## Text segment
Segment Open
Don't know if anyone ever wants to sincerely return to when they were 15 when, in hindsight, we seemed like the flooziest versions of ourselves (often quite cruel to peers and parents as well). That said, it helps with the overall quality of discourse that the characters here are sort of geeky and well-read. They could even be high-school, female versions of boys from The Big Bang Theory if you like.

Also what comes across rather convincingly is how Gen-Z (born between late '90s and 2010s), raised with the Internet — their exposure to content, technologies and cultures being unprecedented — also make for the most mingling and least judgmental of all generations. That's how we evolve of course.

It's not even an afterthought therefore that the central character in this mainstream, teeny American Netflix series, set in LA county, is a girl of South Indian origin, who abhors Ganesh pooja, and counts among her close friends, a black, and an oriental girl, a Jew, and a half-Japanese boy. I'm mentioning it here for what it is. It doesn't even occur to you as an audience of this global, 10-episode series/season, co-created by Vera Chokalingam, best known as the comedian Mindy Kaling. I'm gonna ignore Tamil spoken on the show being passed off for Hindi in the subtitles though.

What does matter is how this insouciant lead-character Devi is the sort of kid you'd love to know better and learn from, rather than toss gyan to. Also the fact that generations and geography apart, the way we navigate relationships stays so much the same. Which is why, besides all the street-cred and lightness of touch, it's the characters, full of empathy, that help you get to the heart of this deeply relatable, warmly scripted comedy.

Every generation gets and deserves its own quintessential, antsy teenage drama, patiently playing out Over nights and days in realistic real-time. They survive for decades — progressively building a cult of their own. For that moment they serve as fine periscopes for others to understand them better through. God, I missed Wonder Years for some reason. There can be no better compliment!
Segment Closed
## Exercises
1. Rewrite the paragraph of the review that begins "What does matter is how" as a short bulleted list that keeps its main points.
2. Answer these questions from the review:
(a) Which generation does the review call the most mingling and least judgmental of all?
(b) What is the origin of the show's central character?
(c) How many episodes does the series/season have?
3. Edit the part of the review that opens with the words "Every generation gets" and closes with "no better compliment!", replacing "periscopes" with "windows".

## Available data
Segment Open
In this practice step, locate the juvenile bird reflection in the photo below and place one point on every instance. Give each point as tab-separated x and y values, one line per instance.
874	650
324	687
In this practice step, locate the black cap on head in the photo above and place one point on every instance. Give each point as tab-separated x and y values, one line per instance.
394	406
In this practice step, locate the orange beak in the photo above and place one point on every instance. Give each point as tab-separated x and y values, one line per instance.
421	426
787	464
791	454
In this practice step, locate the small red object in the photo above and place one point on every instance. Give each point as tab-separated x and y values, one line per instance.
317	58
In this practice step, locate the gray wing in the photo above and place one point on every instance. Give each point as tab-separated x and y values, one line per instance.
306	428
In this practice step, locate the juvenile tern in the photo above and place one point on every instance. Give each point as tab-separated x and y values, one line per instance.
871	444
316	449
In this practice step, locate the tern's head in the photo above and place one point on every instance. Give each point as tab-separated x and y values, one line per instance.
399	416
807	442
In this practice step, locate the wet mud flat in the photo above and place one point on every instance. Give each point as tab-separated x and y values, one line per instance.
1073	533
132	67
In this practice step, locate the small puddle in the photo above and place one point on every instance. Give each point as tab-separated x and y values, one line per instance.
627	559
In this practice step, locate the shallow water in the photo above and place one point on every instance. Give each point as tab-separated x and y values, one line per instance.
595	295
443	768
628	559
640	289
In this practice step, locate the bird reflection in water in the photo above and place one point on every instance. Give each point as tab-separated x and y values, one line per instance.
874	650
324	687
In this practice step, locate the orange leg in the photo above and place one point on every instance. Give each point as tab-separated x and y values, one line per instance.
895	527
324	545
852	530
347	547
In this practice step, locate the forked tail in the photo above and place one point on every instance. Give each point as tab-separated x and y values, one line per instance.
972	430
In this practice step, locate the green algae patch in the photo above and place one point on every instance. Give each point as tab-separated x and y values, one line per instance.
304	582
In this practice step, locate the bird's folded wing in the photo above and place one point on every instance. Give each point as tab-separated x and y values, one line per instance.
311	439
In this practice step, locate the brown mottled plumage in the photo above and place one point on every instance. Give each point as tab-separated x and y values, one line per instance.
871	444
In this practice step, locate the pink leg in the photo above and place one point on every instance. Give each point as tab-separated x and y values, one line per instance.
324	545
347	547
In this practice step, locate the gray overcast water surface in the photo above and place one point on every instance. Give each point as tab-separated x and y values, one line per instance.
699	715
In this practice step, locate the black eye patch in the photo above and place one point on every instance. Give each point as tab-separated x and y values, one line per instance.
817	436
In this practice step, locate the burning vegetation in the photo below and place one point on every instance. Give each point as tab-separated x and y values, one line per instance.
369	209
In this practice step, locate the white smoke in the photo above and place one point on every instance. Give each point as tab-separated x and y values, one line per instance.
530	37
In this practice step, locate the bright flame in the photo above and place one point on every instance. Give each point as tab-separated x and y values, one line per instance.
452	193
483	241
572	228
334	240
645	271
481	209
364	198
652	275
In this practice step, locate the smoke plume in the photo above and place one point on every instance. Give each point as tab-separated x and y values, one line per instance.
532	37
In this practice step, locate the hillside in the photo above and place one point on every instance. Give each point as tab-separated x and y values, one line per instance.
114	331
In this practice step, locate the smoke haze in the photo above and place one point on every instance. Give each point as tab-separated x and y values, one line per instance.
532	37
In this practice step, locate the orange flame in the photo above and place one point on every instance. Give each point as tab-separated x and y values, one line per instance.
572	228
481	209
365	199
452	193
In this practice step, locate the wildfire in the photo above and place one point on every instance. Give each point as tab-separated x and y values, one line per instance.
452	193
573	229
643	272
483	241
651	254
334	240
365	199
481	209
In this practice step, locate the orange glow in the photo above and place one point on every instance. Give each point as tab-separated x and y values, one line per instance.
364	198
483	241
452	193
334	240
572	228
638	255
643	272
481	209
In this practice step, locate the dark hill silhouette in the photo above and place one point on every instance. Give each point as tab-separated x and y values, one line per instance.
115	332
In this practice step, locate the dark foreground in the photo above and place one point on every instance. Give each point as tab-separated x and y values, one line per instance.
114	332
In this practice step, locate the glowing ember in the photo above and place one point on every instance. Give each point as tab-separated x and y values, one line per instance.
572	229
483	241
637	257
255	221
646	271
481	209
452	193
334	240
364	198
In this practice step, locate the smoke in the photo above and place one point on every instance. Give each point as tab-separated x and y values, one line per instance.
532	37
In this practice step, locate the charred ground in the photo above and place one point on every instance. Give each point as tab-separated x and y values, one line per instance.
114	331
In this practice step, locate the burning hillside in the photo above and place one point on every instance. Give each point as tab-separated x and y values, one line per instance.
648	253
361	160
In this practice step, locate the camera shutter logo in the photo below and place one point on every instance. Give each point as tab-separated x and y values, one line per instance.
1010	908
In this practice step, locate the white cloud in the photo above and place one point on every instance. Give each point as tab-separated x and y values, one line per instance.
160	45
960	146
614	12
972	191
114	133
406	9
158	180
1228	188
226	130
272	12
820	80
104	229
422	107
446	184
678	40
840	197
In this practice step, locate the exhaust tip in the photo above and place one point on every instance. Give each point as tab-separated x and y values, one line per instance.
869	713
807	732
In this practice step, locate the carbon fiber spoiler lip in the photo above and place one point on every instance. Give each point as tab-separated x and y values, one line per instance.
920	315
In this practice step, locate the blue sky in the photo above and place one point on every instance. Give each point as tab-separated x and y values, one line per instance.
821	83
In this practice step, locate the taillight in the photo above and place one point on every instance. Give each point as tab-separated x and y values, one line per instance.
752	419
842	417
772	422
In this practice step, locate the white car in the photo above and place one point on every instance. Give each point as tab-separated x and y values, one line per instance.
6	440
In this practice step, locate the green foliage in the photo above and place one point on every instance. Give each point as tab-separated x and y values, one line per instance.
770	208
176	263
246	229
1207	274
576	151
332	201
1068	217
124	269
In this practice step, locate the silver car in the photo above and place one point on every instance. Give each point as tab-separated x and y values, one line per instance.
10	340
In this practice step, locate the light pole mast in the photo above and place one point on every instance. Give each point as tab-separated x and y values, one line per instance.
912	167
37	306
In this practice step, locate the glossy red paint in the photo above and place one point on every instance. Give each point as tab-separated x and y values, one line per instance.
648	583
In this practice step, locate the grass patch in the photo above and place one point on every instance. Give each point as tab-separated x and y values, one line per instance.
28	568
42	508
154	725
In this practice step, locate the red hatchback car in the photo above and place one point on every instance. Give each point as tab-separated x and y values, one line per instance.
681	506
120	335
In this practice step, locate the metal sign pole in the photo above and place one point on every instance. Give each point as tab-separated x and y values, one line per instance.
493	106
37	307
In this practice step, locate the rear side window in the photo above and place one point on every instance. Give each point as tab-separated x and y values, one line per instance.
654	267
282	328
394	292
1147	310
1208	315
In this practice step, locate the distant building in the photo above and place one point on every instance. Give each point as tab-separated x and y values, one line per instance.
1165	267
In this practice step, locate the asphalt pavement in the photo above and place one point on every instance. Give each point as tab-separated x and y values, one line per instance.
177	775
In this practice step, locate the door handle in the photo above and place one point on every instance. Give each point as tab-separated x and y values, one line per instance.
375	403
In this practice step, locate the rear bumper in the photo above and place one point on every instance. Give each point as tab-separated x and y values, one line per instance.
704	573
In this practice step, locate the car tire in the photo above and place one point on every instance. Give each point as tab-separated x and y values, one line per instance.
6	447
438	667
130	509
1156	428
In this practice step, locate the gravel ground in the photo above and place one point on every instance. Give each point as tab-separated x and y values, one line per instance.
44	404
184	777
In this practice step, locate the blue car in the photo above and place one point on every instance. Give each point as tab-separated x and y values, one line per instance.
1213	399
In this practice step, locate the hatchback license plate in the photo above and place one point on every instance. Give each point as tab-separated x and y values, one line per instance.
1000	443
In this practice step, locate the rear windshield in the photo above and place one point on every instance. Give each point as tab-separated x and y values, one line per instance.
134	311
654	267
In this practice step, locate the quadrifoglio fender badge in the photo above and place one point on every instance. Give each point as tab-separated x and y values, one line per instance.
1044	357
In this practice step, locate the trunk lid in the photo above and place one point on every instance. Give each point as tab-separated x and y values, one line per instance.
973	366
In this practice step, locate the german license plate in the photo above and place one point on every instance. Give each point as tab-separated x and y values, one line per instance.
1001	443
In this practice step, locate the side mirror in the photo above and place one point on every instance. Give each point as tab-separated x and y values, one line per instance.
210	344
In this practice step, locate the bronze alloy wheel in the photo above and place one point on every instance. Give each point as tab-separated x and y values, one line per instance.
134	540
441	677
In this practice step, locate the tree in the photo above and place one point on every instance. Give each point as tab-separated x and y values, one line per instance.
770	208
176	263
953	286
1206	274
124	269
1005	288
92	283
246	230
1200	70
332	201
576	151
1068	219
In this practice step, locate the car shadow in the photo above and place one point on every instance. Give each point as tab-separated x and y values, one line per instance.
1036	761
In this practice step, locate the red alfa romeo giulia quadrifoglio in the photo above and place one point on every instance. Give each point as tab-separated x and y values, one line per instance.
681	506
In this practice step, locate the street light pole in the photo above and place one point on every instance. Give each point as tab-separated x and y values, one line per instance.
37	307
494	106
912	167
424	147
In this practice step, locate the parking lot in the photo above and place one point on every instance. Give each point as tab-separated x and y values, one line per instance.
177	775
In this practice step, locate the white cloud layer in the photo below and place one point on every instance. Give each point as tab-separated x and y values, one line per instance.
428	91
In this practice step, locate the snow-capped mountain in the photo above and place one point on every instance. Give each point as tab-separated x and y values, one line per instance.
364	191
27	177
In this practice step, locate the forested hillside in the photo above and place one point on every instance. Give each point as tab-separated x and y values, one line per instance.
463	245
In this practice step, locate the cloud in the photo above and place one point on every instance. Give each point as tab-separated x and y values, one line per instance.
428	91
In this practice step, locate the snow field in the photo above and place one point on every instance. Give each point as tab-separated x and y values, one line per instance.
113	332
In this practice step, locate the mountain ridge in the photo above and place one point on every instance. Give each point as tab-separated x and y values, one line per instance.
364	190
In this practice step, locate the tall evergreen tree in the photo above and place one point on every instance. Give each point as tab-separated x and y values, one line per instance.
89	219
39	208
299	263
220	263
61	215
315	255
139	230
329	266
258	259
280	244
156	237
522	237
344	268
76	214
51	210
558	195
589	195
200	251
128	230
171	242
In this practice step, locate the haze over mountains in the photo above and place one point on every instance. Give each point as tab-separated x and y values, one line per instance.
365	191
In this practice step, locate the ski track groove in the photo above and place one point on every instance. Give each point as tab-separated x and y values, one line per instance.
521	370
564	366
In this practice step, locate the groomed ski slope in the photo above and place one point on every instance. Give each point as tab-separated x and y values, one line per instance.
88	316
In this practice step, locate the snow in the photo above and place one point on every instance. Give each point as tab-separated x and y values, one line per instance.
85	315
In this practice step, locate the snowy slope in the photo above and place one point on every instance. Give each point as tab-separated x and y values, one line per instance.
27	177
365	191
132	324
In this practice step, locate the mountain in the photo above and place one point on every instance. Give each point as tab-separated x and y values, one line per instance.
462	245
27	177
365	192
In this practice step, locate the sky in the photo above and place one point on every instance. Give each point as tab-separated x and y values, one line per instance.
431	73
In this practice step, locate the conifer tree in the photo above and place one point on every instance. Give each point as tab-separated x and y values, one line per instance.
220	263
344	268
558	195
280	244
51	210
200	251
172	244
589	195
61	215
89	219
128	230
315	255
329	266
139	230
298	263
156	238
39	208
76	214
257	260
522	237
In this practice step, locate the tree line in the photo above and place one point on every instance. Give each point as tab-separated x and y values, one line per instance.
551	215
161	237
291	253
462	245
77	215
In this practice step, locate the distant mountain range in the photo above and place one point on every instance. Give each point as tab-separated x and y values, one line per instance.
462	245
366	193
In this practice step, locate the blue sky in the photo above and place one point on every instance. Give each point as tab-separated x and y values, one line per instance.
Segment Closed
## Solution list
1.
- The lead character, Devi, is insouciant: a kid you'd want to know better and learn from rather than lecture.
- Across generations and geography, the way people navigate relationships stays much the same.
- Beyond its street-cred and light touch, the show's empathetic characters are what bring you to the heart of this relatable, warmly scripted comedy.

2.
(a) Gen-Z (born between the late '90s and 2010s).
(b) South Indian.
(c) 10.

3.
Every generation gets and deserves its own quintessential, antsy teenage drama, patiently playing out Over nights and days in realistic real-time. They survive for decades — progressively building a cult of their own. For that moment they serve as fine windows for others to understand them better through. God, I missed Wonder Years for some reason. There can be no better compliment!